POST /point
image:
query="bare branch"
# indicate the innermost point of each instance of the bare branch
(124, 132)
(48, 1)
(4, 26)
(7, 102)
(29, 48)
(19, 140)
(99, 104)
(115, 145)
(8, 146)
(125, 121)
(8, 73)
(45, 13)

-----

- _Aim_:
Render every line of the records above as a Markdown table with the columns Row and Text, putting the row number under Row and the line under Text. Skip any blank lines.

- _Answer_:
| Row | Text |
|---|---|
| 1 | POST /point |
| 2 | image: |
| 3 | query="bare branch" |
| 4 | # indicate the innermost point of each instance of the bare branch |
| 5 | (124, 132) |
| 6 | (48, 1) |
| 7 | (4, 26) |
| 8 | (7, 102) |
| 9 | (29, 48) |
| 10 | (19, 140) |
| 11 | (99, 104) |
| 12 | (115, 145) |
| 13 | (8, 146) |
| 14 | (125, 121) |
| 15 | (8, 73) |
| 16 | (45, 13) |